• [Written instruction] Skip the pictures and extract all of the lines exactly as written.

• [Supplied information]
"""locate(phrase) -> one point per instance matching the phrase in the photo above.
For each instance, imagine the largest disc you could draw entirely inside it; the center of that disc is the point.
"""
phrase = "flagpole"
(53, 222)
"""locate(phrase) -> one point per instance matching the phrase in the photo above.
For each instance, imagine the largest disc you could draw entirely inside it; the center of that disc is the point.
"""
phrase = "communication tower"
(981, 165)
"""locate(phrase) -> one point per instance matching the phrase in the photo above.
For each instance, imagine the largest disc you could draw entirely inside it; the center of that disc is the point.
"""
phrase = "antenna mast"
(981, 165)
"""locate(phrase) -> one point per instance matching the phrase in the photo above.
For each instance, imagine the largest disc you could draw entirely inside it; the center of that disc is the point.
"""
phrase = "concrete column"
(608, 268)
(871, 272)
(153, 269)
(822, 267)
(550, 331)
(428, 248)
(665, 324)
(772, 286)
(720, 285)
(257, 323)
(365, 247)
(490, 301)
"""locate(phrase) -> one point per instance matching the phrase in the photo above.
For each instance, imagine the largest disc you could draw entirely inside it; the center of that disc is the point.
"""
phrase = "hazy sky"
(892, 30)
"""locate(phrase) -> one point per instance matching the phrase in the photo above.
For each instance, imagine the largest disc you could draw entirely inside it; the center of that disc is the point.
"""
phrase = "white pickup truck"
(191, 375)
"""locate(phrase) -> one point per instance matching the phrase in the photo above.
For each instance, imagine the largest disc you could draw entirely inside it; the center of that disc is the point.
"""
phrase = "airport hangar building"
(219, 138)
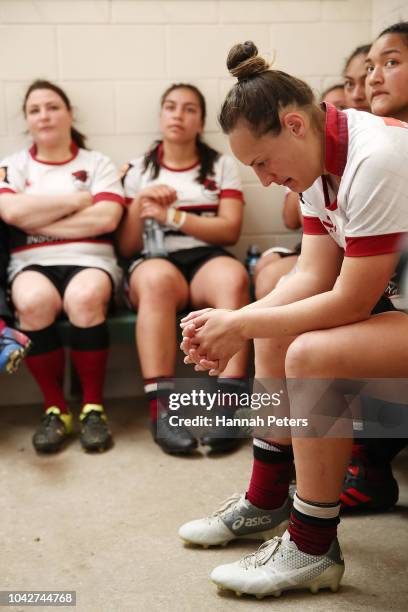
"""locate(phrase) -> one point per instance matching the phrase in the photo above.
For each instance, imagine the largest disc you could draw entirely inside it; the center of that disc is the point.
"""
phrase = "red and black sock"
(313, 526)
(271, 473)
(157, 392)
(89, 353)
(46, 363)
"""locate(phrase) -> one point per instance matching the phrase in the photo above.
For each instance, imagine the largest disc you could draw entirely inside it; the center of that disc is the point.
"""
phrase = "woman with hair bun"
(61, 203)
(195, 194)
(350, 168)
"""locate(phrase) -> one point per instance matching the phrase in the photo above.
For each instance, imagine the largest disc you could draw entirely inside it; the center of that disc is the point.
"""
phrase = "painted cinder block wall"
(115, 57)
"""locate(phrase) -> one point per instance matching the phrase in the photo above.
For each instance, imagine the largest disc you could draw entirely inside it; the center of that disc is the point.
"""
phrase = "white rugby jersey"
(85, 170)
(192, 197)
(367, 214)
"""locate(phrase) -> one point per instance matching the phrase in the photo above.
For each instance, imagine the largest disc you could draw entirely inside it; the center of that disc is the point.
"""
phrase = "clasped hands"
(210, 338)
(154, 201)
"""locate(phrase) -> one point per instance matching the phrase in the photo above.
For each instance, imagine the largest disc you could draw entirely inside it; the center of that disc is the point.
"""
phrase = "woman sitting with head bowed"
(192, 193)
(62, 202)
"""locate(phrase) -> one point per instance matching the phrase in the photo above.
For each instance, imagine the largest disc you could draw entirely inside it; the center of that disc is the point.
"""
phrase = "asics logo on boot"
(257, 521)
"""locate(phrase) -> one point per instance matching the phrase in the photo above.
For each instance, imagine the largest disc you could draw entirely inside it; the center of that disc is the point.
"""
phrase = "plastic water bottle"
(153, 239)
(252, 257)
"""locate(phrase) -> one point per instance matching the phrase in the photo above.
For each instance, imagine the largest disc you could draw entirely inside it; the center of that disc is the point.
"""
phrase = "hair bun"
(244, 62)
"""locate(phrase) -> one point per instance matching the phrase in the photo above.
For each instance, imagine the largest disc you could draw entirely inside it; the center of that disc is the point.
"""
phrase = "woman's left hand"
(210, 338)
(149, 209)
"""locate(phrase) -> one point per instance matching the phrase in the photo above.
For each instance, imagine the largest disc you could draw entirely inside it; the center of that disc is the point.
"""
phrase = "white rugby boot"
(236, 518)
(278, 565)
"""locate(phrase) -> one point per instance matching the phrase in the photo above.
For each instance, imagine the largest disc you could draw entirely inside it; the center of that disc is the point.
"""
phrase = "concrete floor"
(106, 526)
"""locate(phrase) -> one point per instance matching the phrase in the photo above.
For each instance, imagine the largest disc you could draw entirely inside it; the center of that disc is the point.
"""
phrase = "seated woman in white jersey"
(276, 262)
(370, 483)
(195, 193)
(350, 168)
(62, 202)
(13, 344)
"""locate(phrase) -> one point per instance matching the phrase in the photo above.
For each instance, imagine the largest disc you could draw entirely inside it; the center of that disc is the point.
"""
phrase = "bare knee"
(305, 356)
(36, 307)
(234, 290)
(86, 304)
(157, 288)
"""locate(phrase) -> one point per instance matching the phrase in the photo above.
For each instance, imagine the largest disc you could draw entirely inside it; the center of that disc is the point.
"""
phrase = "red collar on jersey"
(336, 140)
(73, 148)
(160, 154)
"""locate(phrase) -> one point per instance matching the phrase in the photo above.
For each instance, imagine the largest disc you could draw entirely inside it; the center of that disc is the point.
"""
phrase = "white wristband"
(175, 218)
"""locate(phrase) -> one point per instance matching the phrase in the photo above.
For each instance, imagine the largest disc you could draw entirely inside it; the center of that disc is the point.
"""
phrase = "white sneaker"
(236, 518)
(278, 565)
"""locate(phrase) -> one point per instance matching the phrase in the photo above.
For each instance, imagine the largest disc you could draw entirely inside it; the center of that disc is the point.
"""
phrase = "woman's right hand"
(161, 194)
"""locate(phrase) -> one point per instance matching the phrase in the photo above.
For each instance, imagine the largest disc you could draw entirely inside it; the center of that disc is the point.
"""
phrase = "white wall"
(115, 57)
(387, 12)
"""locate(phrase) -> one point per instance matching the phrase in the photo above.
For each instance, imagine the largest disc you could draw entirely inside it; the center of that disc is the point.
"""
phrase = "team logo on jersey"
(80, 178)
(80, 175)
(3, 174)
(210, 188)
(329, 225)
(123, 172)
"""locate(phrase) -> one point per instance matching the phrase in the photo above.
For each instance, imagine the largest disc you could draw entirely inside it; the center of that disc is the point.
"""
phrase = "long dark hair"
(261, 93)
(361, 50)
(77, 136)
(206, 154)
(400, 28)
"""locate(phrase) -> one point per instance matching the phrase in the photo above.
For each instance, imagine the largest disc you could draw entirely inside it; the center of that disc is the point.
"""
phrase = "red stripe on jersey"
(108, 196)
(336, 140)
(374, 245)
(192, 207)
(73, 148)
(232, 193)
(313, 226)
(57, 243)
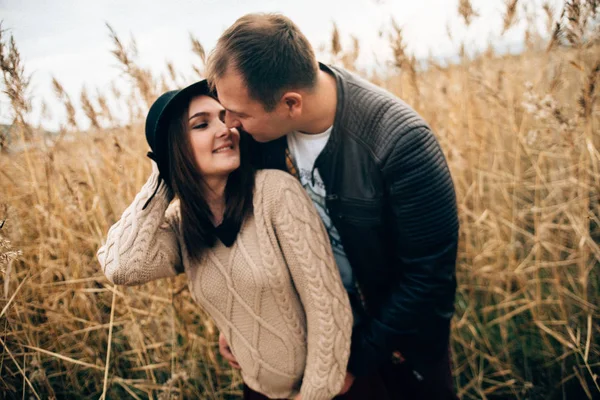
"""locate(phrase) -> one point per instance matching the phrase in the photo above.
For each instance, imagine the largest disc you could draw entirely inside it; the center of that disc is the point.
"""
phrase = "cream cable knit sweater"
(276, 294)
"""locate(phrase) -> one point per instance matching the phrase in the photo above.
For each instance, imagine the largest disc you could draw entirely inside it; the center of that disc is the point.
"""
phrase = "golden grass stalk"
(89, 109)
(16, 84)
(466, 11)
(64, 97)
(126, 55)
(198, 50)
(510, 14)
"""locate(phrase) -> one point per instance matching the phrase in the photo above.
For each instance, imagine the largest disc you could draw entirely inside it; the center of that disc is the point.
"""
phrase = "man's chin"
(259, 138)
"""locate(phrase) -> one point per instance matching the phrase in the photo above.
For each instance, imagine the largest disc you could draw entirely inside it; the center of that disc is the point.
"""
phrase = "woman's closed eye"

• [The result]
"""locate(phrase) -> one point per instance matching the phrase in the photo above.
For each instance, imagine the largest disc you could draw entirely inside it; the center of that disc is the point.
"""
phrase = "flagpole"
(53, 222)
"""locate(phrase) -> one point per instance matching the phrase in the photo above.
For each instance, imagine the largest disc you could draw entirely inside it; the center of that disc is the point.
"""
phrase = "communication tower"
(981, 165)
"""locate(phrase) -> one point per instance matching the phrase in the photo above.
For each instance, imagine the largest disc you could draw entirely inside it; the center of that disc is the point.
"""
phrase = "antenna mast"
(981, 165)
"""locate(phrase) -> one point per instance matching the phrase in the photo above.
For each instance, imagine the largest disc you could draw entirely inside it; the center of that disc is the point.
"""
phrase = "concrete column"
(608, 268)
(871, 272)
(153, 269)
(822, 267)
(550, 331)
(428, 248)
(665, 324)
(772, 286)
(720, 285)
(257, 323)
(365, 247)
(490, 301)
"""locate(phrase) -> one point per instance matching the phrase in the photo above.
For each instance, imagine the largest disc you could draw entirely inside it; the center of that disc is the point.
"""
phrase = "hazy sky"
(892, 30)
"""locate(phrase) -> one point per instance matching the phrase in the photo above.
For each instance, imagine the largest disc you could draw entirely inside it; the center of that disc is the point.
"""
phrase = "white pickup truck"
(191, 375)
"""locate(phrase) -> one point per instance matching the phrase in the photo above.
For each instance, imagine the largest disc you could draw entirely inside it; the center of that disc is the point.
"""
phrase = "airport hangar building"
(219, 138)
"""locate(phrase) -> one point per instance matching the phrase in the photo above.
For each instance, imagine the largest disc you could draw entirely inside it; the center of that disc is the point.
"""
phrase = "red and black sock"
(313, 526)
(271, 473)
(157, 392)
(89, 353)
(46, 363)
"""locate(phrase) -> one point per instance matching the phrase in the photo above.
For each instance, imagine the largest disc you could draw entirely inside it; the center of that disc is the point.
"""
phrase = "woman with hair bun"
(61, 203)
(195, 194)
(350, 168)
"""locate(phrase) -> one point per instance matching the phrase in the photo above.
For each instance, imagine the largest disc you could draw entirely inside it; the center of that disc is the point.
"""
phrase = "painted cinder block wall"
(115, 57)
"""locate(phrase) -> one point per instance matching the phrase in the photo above.
For each instance, imagine the largest disc you could draw entirely inside it; the center of that disc is the point.
"""
phrase = "white rugby jersey"
(85, 170)
(192, 197)
(367, 214)
"""locate(phrase) -> one point per instance matching the phrase in the photo above.
For each instance, imagine the largest disc you could draw entirely inside it; the center of that disc is the point.
"""
phrase = "clasped hands"
(210, 338)
(154, 201)
"""locate(phrase) -> one point per instance matching the phrase in the photo above.
For each instance, imagine the largest disc you could draw entirely inside it; the center of that disc is the point.
"""
phrase = "woman sitting with head bowed"
(192, 193)
(62, 202)
"""locate(phrase) -> one point per instance matching the phrase in the photo above.
For each instance, imagine the largest disc you could draw entirely inside it; the center of that disc is the point.
"""
phrase = "asics logo on boot"
(257, 521)
"""locate(phrase) -> one point per instance matching the phrase in the photo above.
For each instance, imagine the largest disc you could draw entirely inside it; the center of that disc is the point.
"""
phrase = "plastic water bottle"
(153, 239)
(252, 257)
"""locate(phrase) -> one point per instance matching the phrase in the photo above.
For each instance, imagine the largest disc you could draw entirely inside it; the center of that disc is the point.
"""
phrase = "hair bun"
(244, 62)
"""locate(phrase) -> one point per instance matching the phrase in the photo above.
For each instance, imagine the largest disc you could draw entirely inside it; the center of that disc is the point.
"""
phrase = "woman's left hand"
(210, 338)
(149, 209)
"""locate(phrase) -> one point per instance matching the phrase in the photo above.
For each instance, imagine the largest disc you could draw entirely inside it; the center of that disc is the point.
"""
phrase = "white rugby boot"
(236, 518)
(278, 565)
"""locate(phrase) -> one point per instance matching the phrase in the photo above.
For each instance, imagine the largest disc you could draw entirely inside it; the center of that disc is the point.
"""
phrase = "concrete floor"
(106, 526)
"""locate(phrase) -> one point per instance matching the phrase in the photo above.
For each instance, imagine the largest disc you could draw entirely inside it; the center of that disc is the point.
"""
phrase = "seated woman in white jersey"
(276, 262)
(370, 483)
(195, 193)
(350, 168)
(62, 202)
(13, 344)
"""locate(phrase) -> one point per instance matching the phrase in the photo above.
For each instance, imagine the largest disc you could draw entirely inside it; the center of that disc is the point.
"""
phrase = "bare knee"
(305, 356)
(36, 307)
(234, 290)
(86, 304)
(157, 288)
"""locate(phrase) -> one point per instance matching the phrase in the photo above.
For each instance, imagine the largest disc you could draw entirely inside it; the center of that disc is the point.
"""
phrase = "red collar on jersey"
(336, 140)
(73, 148)
(160, 154)
"""locate(phrase) -> one point per instance matching the phrase in the photo above.
For each instance, imagine the largest disc you could draw entirely inside it; the center of that disc is the point.
"""
phrase = "white wristband"
(175, 218)
"""locate(phrase) -> one point per instance matching the phrase in the photo above.
For each instance, imagine the largest disc you could draw entirely inside it; the center of that disc is the point.
"""
phrase = "white sneaker"
(236, 518)
(278, 565)
"""locate(phrase) -> one point per instance matching the phrase in the photo above.
For each instance, imagine the largest disc you could draw entirely inside it; the center of that disc is the point.
"""
phrase = "woman's right hand"
(161, 194)
"""locate(phrase) -> one point per instance matching the phrase in the photo above.
For each instance, imagine the largest disc you could draw entirely inside it; the center of that disc is the point.
"""
phrase = "white wall"
(115, 57)
(387, 12)
"""locate(phrase) -> one point per instance matching the phrase in the photo above.
For each instance, imagine the largest disc you could draw entirely inside it; the center of that disc is the point.
"""
phrase = "team logo on jersey"
(80, 178)
(80, 175)
(3, 174)
(210, 188)
(329, 225)
(123, 172)
"""locate(phrase) -> one point per instance matching the phrase in the photo above.
For each instance, imagine the largest disc you could draw entirely inside it; the center of that disc is the point.
"""
phrase = "long dark hair"
(261, 93)
(361, 50)
(77, 136)
(206, 154)
(400, 28)
"""locate(phrase) -> one point per instance matching the phrase in the photo above.
For each instance, imagine the largest disc you could draw entirely inside it; the center of that disc is the point.
"""
phrase = "red stripe on jersey"
(108, 196)
(336, 140)
(374, 245)
(192, 207)
(73, 148)
(232, 193)
(313, 226)
(57, 243)
"""locate(phrase) -> one point per instance matching the phrase in the photo above.
For each instance, imagine the largest disc you could draw entirely inside it; the center of that disc is the point.
"""
phrase = "cream cable knit sweater"
(276, 294)
"""locate(phrase) -> one point per instance matching the phrase in the photo above.
For each instance, imagine the largest disc you could draw entirely inside it; the center of that disc is the point.
"""
phrase = "golden grass stalk"
(89, 109)
(16, 84)
(466, 11)
(64, 97)
(126, 55)
(198, 50)
(510, 14)
"""locate(phrase) -> one point per instance matching the phrase in the photo above.
For each instance, imagine the largest disc you could draw entirely inside it; the center of that disc is the point.
"""
phrase = "man's chin"
(259, 138)
"""locate(phrase) -> one point per instance matching the phrase in the photo above.
For each instance, imagine the largest disc you could draw entirely inside it; the center of that disc is the point.
"""
phrase = "woman's closed eye"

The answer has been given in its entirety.